▶ _Given task_:
Please rewrite everything from the line containing "point: shrub |" down through the end of the entries below, replacing "dry grass" with "withered grass" and leaving all else unchanged.
* start Input records *
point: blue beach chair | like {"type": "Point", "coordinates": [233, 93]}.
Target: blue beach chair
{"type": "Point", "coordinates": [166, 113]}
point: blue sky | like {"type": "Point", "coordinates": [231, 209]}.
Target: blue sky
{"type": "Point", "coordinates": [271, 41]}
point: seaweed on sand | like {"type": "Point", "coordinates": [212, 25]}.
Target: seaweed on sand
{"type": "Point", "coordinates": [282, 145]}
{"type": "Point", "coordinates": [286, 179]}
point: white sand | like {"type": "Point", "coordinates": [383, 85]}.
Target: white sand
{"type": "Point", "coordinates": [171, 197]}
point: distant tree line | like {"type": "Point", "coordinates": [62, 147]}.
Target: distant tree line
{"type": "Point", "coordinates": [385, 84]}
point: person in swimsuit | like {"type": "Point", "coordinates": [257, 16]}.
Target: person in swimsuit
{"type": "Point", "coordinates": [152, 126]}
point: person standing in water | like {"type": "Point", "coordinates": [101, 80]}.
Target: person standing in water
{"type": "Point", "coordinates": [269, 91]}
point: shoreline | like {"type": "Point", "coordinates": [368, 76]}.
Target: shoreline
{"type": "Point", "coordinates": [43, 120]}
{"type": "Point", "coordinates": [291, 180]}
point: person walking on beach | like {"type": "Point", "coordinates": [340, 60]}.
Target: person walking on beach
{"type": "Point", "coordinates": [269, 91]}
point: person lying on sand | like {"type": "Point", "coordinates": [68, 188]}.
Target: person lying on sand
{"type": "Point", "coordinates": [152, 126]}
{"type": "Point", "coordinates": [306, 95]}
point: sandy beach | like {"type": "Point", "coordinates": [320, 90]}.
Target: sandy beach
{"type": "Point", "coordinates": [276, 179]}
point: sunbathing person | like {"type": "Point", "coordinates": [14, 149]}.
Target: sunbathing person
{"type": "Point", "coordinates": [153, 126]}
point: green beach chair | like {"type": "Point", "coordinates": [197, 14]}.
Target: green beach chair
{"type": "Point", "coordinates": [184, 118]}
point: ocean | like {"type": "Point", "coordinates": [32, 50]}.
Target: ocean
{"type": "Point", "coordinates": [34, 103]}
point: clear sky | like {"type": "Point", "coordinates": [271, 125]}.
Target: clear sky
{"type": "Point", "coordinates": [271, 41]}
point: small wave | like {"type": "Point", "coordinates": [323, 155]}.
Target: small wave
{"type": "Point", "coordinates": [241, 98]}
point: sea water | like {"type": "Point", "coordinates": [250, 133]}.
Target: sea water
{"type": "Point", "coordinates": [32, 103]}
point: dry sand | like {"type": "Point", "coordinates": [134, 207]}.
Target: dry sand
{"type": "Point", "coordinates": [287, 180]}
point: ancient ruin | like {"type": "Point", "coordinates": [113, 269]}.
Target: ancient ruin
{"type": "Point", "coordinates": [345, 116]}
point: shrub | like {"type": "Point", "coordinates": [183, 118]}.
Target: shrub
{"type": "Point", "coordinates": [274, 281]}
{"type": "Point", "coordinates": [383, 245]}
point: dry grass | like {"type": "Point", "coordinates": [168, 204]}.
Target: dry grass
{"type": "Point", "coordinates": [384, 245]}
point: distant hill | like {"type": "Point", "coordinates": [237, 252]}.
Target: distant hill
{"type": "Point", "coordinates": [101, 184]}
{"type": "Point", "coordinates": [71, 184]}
* end Input records *
▶ _Written solution_:
point: shrub | like {"type": "Point", "coordinates": [183, 118]}.
Target: shrub
{"type": "Point", "coordinates": [274, 281]}
{"type": "Point", "coordinates": [383, 245]}
point: withered grass | like {"type": "Point", "coordinates": [168, 204]}.
Target: withered grass
{"type": "Point", "coordinates": [384, 245]}
point: distant hill | like {"type": "Point", "coordinates": [237, 252]}.
Target: distant hill
{"type": "Point", "coordinates": [101, 184]}
{"type": "Point", "coordinates": [71, 184]}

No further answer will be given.